** Your instructions **
Please give the whole listing again exactly, without any of its pictures.
BEGIN The input
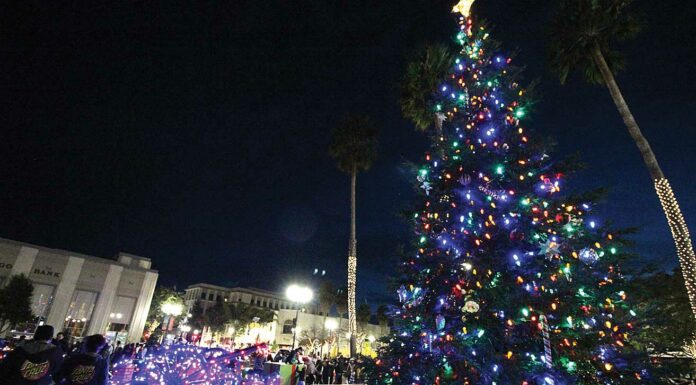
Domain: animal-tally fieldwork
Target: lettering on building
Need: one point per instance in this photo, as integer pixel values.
(47, 273)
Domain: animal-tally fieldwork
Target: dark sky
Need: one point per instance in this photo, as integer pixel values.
(195, 133)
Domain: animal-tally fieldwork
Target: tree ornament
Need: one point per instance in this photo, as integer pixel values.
(471, 307)
(588, 255)
(516, 235)
(463, 7)
(549, 248)
(427, 187)
(439, 119)
(440, 322)
(562, 218)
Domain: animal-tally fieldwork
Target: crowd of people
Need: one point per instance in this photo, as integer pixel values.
(46, 360)
(314, 369)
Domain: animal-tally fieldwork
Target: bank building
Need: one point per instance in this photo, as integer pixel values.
(81, 294)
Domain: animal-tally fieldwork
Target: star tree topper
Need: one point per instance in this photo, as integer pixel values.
(463, 7)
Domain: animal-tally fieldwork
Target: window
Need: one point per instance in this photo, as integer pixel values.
(41, 300)
(80, 312)
(120, 317)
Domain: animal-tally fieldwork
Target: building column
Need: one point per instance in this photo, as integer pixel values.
(100, 315)
(142, 306)
(25, 261)
(64, 292)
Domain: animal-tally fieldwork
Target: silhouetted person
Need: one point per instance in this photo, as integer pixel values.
(34, 363)
(62, 342)
(88, 367)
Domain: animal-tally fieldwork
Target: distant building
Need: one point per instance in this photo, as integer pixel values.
(324, 332)
(207, 294)
(82, 294)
END The input
** Finished task **
Domain: animal-tally fieldwork
Target: lettering on building
Need: one point per instance in this photo, as integer pixel values.
(47, 273)
Domain: animal-tally fieldwork
Target: dark sky
Need: one point per instance in this photo, as integer pixel values.
(195, 133)
Domain: animal-tally fieldwork
Target: tree ornament
Need: one point per instance in this photo, as integer pixel values.
(471, 307)
(588, 255)
(516, 235)
(463, 7)
(549, 248)
(427, 187)
(439, 119)
(440, 322)
(562, 218)
Domain: animal-tally fieldwork
Target: crowd of people
Need: one point per instance in this photo, as integer pixel values.
(46, 360)
(314, 369)
Domain: animal-tally fieldwork
Target: bank building
Need: one point per instance in this photo, as integer pixel values.
(81, 294)
Domain: animal-tally fieldwork
Target: star tree topper
Need: one point per instance in this photo, as integer pixel values.
(463, 7)
Domain: animal-tally fieldwork
Target: window
Need: one point per instance in this photo, as integer pixel values.
(41, 300)
(80, 312)
(120, 317)
Domain: animal-tally fieldwork
Target: building column
Need: one point per instance in this photo, as integer pixel values.
(100, 315)
(142, 306)
(25, 261)
(64, 292)
Domain: animal-tally fieldwork
Target: silhouetted person
Need: one point per instance in this photo, as integer pixel values.
(34, 363)
(62, 342)
(88, 367)
Domain: animal-tally fieldwork
Target: distant building
Need: one point per instance in this photo, as integer pixel values.
(324, 332)
(207, 294)
(82, 294)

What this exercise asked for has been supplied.